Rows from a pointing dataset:
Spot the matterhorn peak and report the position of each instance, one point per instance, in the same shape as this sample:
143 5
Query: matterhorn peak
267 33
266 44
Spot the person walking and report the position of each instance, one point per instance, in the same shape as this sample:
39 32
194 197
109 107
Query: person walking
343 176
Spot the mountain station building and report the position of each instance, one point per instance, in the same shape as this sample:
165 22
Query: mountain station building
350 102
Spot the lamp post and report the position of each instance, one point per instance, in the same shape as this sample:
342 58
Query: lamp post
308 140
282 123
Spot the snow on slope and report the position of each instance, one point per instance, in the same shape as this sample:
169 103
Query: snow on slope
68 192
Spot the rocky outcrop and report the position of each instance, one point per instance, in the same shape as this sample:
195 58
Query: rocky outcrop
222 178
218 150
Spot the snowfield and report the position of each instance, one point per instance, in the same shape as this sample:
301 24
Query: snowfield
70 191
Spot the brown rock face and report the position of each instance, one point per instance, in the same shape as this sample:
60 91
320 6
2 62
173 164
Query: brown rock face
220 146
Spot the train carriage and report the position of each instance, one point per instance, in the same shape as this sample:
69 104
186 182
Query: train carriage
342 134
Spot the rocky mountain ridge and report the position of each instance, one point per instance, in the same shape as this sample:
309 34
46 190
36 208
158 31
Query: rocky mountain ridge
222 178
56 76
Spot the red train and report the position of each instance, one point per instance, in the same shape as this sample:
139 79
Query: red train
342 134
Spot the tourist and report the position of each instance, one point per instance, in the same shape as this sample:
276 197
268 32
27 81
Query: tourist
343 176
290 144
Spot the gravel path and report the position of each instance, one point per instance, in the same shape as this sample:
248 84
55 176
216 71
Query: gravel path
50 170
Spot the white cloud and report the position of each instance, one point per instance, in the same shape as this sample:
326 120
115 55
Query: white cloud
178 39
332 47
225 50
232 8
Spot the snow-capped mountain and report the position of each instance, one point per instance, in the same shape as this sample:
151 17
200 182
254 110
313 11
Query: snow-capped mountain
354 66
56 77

Exercise objective: Repeat the records above exactly as they appear.

Completed task:
Spot the matterhorn peak and report the position of each instance, one point per instance, in the same shape as this sample:
143 5
Query: matterhorn peak
267 33
266 44
Spot the person walking and report the position of each instance, one point per instance, in the same shape as this sample:
39 32
194 197
109 107
Query: person walking
343 176
Spot the mountain station building and report the position of each instance, one point per instance, in the same shape as this sample:
165 22
Query: mountain station building
350 102
Spot the lamp post and report the position of each instance, one point per instance, in the same shape as this sample:
342 58
Query: lamp post
308 140
282 123
Spot the snow on slope and report the position of each instance, one point per instance, in the same shape as this sample:
169 103
Query: snow on slope
68 192
Spot the rocky outcrop and report the position of each instance, one point per instance, in the same shape as this sample:
195 58
Query: rocky outcrop
222 178
218 150
Spot the snowfield and report the position of each instance, one point per instance, in the same shape as this sample:
301 24
Query: snowfield
70 191
Spot the brown rock face and report the position of each instance, one point per instance, in the same shape as this sample:
60 91
320 6
2 62
173 164
Query: brown rock face
220 146
Spot the train carriage and report the position of each instance, one point per instance, in the same shape as this sample:
69 104
186 182
Query: train carriage
342 134
Spot the rocky mountain ridge and report the position of each instance, one point per instance, in the same shape as this sample:
309 34
46 190
36 208
158 31
Query: rocky mountain ridge
222 178
56 76
Spot the red train and report the position of each instance, one point per instance, in the same shape as this sample:
139 79
Query: red train
342 134
Spot the tourist and report the position of each instance, one point per instance, in the same shape as this sample:
276 197
268 32
27 81
Query: tourist
343 176
290 144
Spot the gravel path and report the position of each instance, one point per instance, in the same shape as this sample:
248 84
55 176
216 71
Query: gravel path
50 170
Spot the white cloud and report the position of each instance, one point per instance, in the same shape as this sample:
326 120
115 55
Query: white cloud
178 39
332 47
225 50
232 8
Spot the snow-capped mountain and report the position of each instance, one point per instance, in the same shape as this sample:
151 17
200 182
254 110
313 11
Query: snow-capped mountain
354 66
56 77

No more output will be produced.